### Activity:
Please transcribe every record below exactly as it appears.

[Material for this task]

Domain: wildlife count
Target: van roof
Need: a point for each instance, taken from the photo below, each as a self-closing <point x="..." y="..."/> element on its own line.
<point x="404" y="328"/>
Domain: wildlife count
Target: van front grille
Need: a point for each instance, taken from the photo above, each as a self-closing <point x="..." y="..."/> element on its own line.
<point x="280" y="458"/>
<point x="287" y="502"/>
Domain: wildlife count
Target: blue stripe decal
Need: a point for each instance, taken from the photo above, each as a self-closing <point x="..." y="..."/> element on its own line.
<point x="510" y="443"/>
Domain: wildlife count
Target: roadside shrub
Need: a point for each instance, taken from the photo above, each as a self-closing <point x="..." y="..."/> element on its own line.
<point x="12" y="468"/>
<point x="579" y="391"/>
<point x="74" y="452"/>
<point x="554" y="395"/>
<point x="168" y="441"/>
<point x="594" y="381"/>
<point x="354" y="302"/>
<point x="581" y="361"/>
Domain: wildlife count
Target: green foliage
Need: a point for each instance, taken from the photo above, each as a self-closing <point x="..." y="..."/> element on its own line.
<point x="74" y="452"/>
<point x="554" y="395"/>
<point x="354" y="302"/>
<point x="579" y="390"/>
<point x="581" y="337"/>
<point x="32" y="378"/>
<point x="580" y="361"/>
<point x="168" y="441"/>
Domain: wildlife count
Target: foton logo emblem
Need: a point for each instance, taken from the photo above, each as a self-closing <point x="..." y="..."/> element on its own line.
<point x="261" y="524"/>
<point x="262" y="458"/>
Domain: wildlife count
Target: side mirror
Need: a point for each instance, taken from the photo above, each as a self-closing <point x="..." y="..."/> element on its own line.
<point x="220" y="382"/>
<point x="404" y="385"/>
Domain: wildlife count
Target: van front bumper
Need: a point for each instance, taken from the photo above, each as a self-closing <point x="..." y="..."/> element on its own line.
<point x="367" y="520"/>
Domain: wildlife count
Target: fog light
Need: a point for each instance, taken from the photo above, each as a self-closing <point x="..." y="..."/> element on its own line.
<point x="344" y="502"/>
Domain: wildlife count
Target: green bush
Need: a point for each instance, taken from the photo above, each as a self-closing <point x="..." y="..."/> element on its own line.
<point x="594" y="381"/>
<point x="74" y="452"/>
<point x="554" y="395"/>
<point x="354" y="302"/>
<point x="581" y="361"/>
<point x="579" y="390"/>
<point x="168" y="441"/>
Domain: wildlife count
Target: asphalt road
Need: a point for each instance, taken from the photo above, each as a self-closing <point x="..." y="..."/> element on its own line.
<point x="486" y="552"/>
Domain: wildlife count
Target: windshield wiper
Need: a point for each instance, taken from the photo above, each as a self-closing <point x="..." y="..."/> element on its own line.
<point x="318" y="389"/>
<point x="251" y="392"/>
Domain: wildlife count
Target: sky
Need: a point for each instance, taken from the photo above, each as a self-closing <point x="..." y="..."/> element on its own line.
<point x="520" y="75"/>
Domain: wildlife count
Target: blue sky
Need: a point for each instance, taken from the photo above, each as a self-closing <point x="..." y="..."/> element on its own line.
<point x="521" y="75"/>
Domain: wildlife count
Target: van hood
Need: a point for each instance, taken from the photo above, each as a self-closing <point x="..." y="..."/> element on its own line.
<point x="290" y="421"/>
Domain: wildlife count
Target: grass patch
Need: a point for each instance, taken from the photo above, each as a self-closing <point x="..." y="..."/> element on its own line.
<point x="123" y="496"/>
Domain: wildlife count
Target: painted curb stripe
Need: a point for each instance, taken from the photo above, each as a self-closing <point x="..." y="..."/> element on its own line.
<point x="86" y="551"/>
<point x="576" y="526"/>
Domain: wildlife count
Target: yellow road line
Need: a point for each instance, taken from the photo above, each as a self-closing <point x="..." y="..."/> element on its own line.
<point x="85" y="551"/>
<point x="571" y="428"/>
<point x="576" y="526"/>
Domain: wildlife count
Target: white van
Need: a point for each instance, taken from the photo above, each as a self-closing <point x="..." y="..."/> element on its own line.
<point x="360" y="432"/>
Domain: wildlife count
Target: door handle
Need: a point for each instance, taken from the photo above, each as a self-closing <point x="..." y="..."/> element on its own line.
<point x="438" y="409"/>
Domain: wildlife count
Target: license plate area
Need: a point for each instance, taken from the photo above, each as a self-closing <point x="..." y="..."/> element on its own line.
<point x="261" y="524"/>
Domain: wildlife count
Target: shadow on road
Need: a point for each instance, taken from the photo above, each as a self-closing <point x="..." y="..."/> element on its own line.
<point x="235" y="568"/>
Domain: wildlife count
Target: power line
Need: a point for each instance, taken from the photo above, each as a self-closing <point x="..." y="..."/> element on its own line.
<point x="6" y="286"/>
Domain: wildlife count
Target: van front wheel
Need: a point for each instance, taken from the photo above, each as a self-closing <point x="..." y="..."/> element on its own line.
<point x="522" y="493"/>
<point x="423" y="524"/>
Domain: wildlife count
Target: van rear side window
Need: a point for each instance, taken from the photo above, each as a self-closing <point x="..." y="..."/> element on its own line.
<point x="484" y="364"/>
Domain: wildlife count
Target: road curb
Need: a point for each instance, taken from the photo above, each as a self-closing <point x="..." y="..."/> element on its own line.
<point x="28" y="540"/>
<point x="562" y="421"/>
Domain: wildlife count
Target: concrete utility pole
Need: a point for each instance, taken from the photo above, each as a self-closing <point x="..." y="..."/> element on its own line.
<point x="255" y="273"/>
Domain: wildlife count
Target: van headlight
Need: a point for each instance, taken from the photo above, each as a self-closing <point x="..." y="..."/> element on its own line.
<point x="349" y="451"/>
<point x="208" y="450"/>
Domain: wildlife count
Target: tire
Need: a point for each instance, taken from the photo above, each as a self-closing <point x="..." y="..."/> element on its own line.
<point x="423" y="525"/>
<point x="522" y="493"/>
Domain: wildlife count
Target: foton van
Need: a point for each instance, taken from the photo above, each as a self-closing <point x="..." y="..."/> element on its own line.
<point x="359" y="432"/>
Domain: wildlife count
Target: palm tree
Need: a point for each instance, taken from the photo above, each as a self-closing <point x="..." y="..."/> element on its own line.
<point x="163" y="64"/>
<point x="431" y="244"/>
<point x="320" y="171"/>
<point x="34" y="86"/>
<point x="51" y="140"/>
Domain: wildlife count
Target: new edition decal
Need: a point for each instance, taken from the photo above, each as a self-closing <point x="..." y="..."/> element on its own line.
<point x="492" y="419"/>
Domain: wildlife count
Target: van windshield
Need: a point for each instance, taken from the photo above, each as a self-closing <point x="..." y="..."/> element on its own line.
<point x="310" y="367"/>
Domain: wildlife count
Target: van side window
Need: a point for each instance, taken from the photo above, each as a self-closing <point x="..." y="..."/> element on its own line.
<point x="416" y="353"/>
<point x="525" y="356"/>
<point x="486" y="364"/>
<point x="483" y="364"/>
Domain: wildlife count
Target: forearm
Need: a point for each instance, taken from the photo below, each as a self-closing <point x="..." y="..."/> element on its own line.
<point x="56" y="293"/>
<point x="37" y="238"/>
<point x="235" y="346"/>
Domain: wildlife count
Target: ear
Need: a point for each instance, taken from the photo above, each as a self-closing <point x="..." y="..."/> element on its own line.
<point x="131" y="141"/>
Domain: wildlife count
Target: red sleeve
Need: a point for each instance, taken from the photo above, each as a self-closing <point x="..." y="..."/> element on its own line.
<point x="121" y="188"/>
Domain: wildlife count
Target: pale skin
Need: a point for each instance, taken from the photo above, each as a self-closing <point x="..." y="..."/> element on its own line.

[/Material for this task]

### Exercise solution:
Domain: wildlife count
Target: van roof
Need: a point for each instance, taken from the photo below, each as a self-closing <point x="..." y="..."/> element on its own line.
<point x="404" y="328"/>
Domain: wildlife count
Target: van front grille
Need: a point for each instance, taken from the photo above, each as a self-closing <point x="..." y="..."/> element on its own line.
<point x="280" y="458"/>
<point x="287" y="502"/>
Domain: wildlife count
Target: blue stripe decal
Need: a point for each instance, taken from the photo above, each as a self-closing <point x="..." y="..."/> element on its own line.
<point x="510" y="443"/>
Domain: wildlife count
Target: roadside shrub
Need: a point for each instance, taken from the photo above, each as a self-closing <point x="..." y="..."/> element on its own line.
<point x="12" y="468"/>
<point x="579" y="391"/>
<point x="74" y="452"/>
<point x="554" y="395"/>
<point x="168" y="441"/>
<point x="594" y="381"/>
<point x="354" y="302"/>
<point x="581" y="361"/>
Domain: wildlife count
Target: green foliage
Need: a point for each instance, taken from the photo above, each as a self-closing <point x="..." y="..."/> element on its own line.
<point x="74" y="452"/>
<point x="554" y="395"/>
<point x="354" y="302"/>
<point x="579" y="390"/>
<point x="581" y="337"/>
<point x="32" y="378"/>
<point x="580" y="361"/>
<point x="168" y="441"/>
Domain: wildlife count
Target: foton logo emblem
Need: a point for each instance, taken from the photo above, each as a self-closing <point x="..." y="..."/> element on its own line.
<point x="261" y="524"/>
<point x="262" y="458"/>
Domain: wildlife count
Target: side mirror
Need: a point for each instance, taken from the photo above, each as a self-closing <point x="..." y="..."/> element on its own line.
<point x="220" y="382"/>
<point x="404" y="385"/>
Domain: wildlife count
Target: van front bumper
Need: a point for each instance, taken from the photo above, each as a self-closing <point x="..." y="..."/> element on its own line.
<point x="367" y="520"/>
Domain: wildlife count
Target: fog light
Need: a point for each instance, taken from the photo above, each as a self-closing <point x="..." y="..."/> element on its own line.
<point x="344" y="502"/>
Domain: wildlife count
Target: green bush
Need: a point for each instance, taken from the photo above, each as a self-closing <point x="..." y="..."/> element on its own line.
<point x="594" y="381"/>
<point x="74" y="452"/>
<point x="554" y="395"/>
<point x="354" y="302"/>
<point x="581" y="361"/>
<point x="579" y="390"/>
<point x="168" y="441"/>
Domain: wildlife count
Target: asphalt road
Need: a point for each instance, taken from the photo above, each as a self-closing <point x="..." y="..."/> element on its own line.
<point x="486" y="552"/>
Domain: wildlife count
Target: windshield wiper
Need: a point for each instance, taken from the photo above, each as a self-closing <point x="..." y="..."/> element on its own line.
<point x="318" y="389"/>
<point x="251" y="392"/>
Domain: wildlife count
Target: sky
Need: a point for each instance, taken from the photo above, each as a self-closing <point x="..." y="..."/> element on its own line.
<point x="520" y="75"/>
Domain: wildlife count
Target: blue sky
Need: a point for each instance, taken from the photo above, each as a self-closing <point x="..." y="..."/> element on its own line.
<point x="521" y="75"/>
Domain: wildlife count
Target: van hood
Need: a point for each instance, taken from the photo above, each as a self-closing <point x="..." y="..."/> element on its own line.
<point x="290" y="421"/>
Domain: wildlife count
Target: grass patch
Need: a point for each instance, taken from the photo above, each as a self-closing <point x="..." y="..."/> element on its own line.
<point x="123" y="496"/>
Domain: wildlife count
Target: painted curb stripe
Need: a point for each instance, taken from the photo above, each as a self-closing <point x="..." y="..."/> element on its own line.
<point x="86" y="551"/>
<point x="576" y="526"/>
Domain: wildlife count
Target: yellow road line
Need: a point for each instance, taken from the photo above, each as a self-closing <point x="..." y="..."/> element on its own line.
<point x="85" y="551"/>
<point x="571" y="428"/>
<point x="576" y="526"/>
Domain: wildlife count
Target: white van
Need: a point for each instance, taken from the photo above, each as a self-closing <point x="..." y="..."/> element on its own line.
<point x="360" y="432"/>
Domain: wildlife count
Target: door handle
Need: a point for each instance, taken from the photo above, each as a self-closing <point x="..." y="..."/> element on its own line.
<point x="438" y="409"/>
Domain: wildlife count
Target: license plate area
Need: a point for each instance, taken from the photo above, each as a self-closing <point x="..." y="..."/> element on its own line.
<point x="261" y="524"/>
Domain: wildlife count
Target: shadow on road
Need: a point for each instance, taken from the photo above, each as a self-closing <point x="..." y="..."/> element on its own line.
<point x="235" y="568"/>
Domain: wildlife count
Target: power line
Need: a point for each instance, taken from the photo above, each as a self-closing <point x="..." y="..."/> element on its own line.
<point x="6" y="286"/>
Domain: wildlife count
Target: van front wheel
Need: a point for each instance, taken from the photo above, each as a self-closing <point x="..." y="..."/> element on its own line.
<point x="522" y="493"/>
<point x="423" y="524"/>
Domain: wildlife count
Target: van rear side window
Need: a point for each instance, taken from the photo above, each as a self-closing <point x="..." y="..."/> element on its own line.
<point x="484" y="364"/>
Domain: wildlife count
Target: road curb
Need: a point for each instance, taken from the photo above, each as a self-closing <point x="..." y="..."/> element on its own line.
<point x="28" y="540"/>
<point x="562" y="421"/>
Domain: wildlife count
Target: concrete utility pole
Need: a point for each instance, taken from the photo above, each as a self-closing <point x="..." y="..."/> element on its own line.
<point x="255" y="273"/>
Domain: wildlife count
Target: van headlight
Need: a point for each instance, taken from the photo above, each as a self-closing <point x="..." y="..."/> element on its own line.
<point x="349" y="451"/>
<point x="208" y="450"/>
Domain: wildlife count
Target: tire
Need: a point for each instance, taken from the photo above, each as a self-closing <point x="..." y="..."/> element on its own line.
<point x="423" y="525"/>
<point x="522" y="493"/>
Domain: wildlife count
Target: foton van
Need: a point for each instance, taken from the photo above, each as a self-closing <point x="..." y="..."/> element on its own line.
<point x="359" y="432"/>
Domain: wildlife count
Target: palm tree
Need: a point for each instance, taken from the photo above, each as a self-closing <point x="..." y="..."/> element on its own line.
<point x="163" y="64"/>
<point x="431" y="244"/>
<point x="320" y="171"/>
<point x="34" y="86"/>
<point x="51" y="140"/>
Domain: wildlife count
Target: new edition decal
Need: a point for each instance, taken from the photo above, each as a self-closing <point x="..." y="..."/> element on its own line.
<point x="492" y="419"/>
Domain: wildlife count
Target: van windshield
Need: a point for each instance, taken from the photo above, each as a self-closing <point x="..." y="..."/> element on its own line.
<point x="310" y="367"/>
Domain: wildlife count
Target: van side window
Need: a point for each instance, taken from the photo above, each as a self-closing <point x="..." y="..."/> element on its own line.
<point x="416" y="353"/>
<point x="525" y="356"/>
<point x="486" y="364"/>
<point x="483" y="364"/>
Domain: wildlife count
Target: forearm
Need: a point for each instance, taken from the photo below, each as a self-closing <point x="..." y="..."/> element on its own line.
<point x="56" y="293"/>
<point x="37" y="238"/>
<point x="235" y="346"/>
Domain: wildlife count
Target: ear
Need: a point for each instance, taken from the photo above, each as a self-closing <point x="..." y="..."/> element on its own line.
<point x="131" y="141"/>
Domain: wildlife count
Target: red sleeve
Need: a point for each instance, taken from the photo above, each as a self-closing <point x="..." y="..."/> element on its own line.
<point x="121" y="188"/>
Domain: wildlife count
Target: pale skin
Need: a point for each instance, taken from the photo above, each as a self-closing <point x="..." y="..."/> element on its own line.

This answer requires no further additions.